Quoted text:
+---+

November 26, 2012
Spotlighting connection between mental illness and extreme three-strike sentencesYesterday's New York Times ran this interesting editorial by Brent Staples concerning the impact and import of the recent reform of California's three-strikes law. The piece has a particular focus on the role mental illness may play in many of the most troubling sentencing outcomes resulting from extra tough recidivism sentencing enhancements. The piece is headlined "California Horror Stories and the 3-Strikes Law," and here are excerpts:
Californians brought a close to a shameful period in the state’s history when they voted this month to soften the infamous “three strikes” sentencing law. The original law was approved by ballot initiative in 1994, not long after a parolee kidnapped and murdered a 12-year-old girl. It was sold to voters as a way of getting killers, rapists and child molesters off the streets for good.
As it turned out, three strikes created a cruel, Kafkaesque criminal justice system that lost all sense of proportion, doling out life sentences disproportionately to black defendants. Under the statute, the third offense that could result in a life sentence could be any number of low-level felony convictions, like stealing a jack from the back of a tow truck, shoplifting a pair of work gloves from a department store, pilfering small change from a parked car or passing a bad check. In addition to being unfairly punitive, the law drove up prison costs.
The revised law preserves the three-strikes concept, but it imposes a life sentence only when the third felony offense is serious or violent, as defined in state law. It also authorizes the courts to resentence thousands of people who were sent away for low-level third offenses and who present no danger to the public.

+---+

Recorded data:
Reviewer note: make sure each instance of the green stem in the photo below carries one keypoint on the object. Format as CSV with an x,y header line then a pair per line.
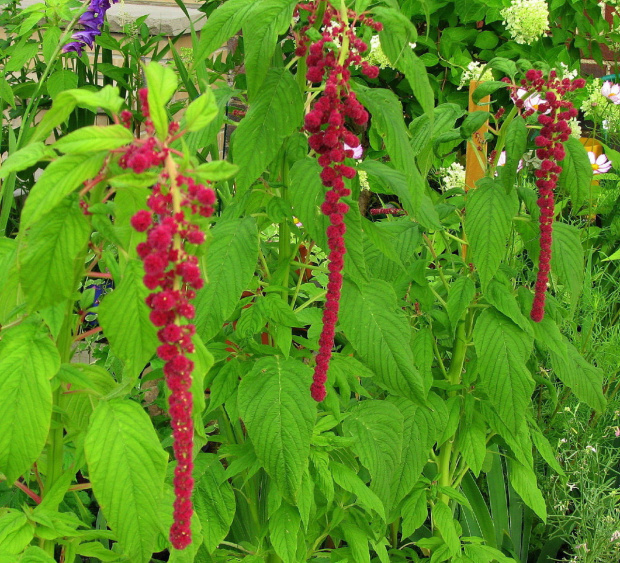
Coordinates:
x,y
459,351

+---+

Task instructions:
**a)** Please reproduce the three-strikes passage from "As it turned" up to and including "up prison costs.".
**b)** According to the three-strikes passage, in what year was California's original three-strikes law approved by ballot initiative?

Complete answers:
**a)**
As it turned out, three strikes created a cruel, Kafkaesque criminal justice system that lost all sense of proportion, doling out life sentences disproportionately to black defendants. Under the statute, the third offense that could result in a life sentence could be any number of low-level felony convictions, like stealing a jack from the back of a tow truck, shoplifting a pair of work gloves from a department store, pilfering small change from a parked car or passing a bad check. In addition to being unfairly punitive, the law drove up prison costs.

**b)** 1994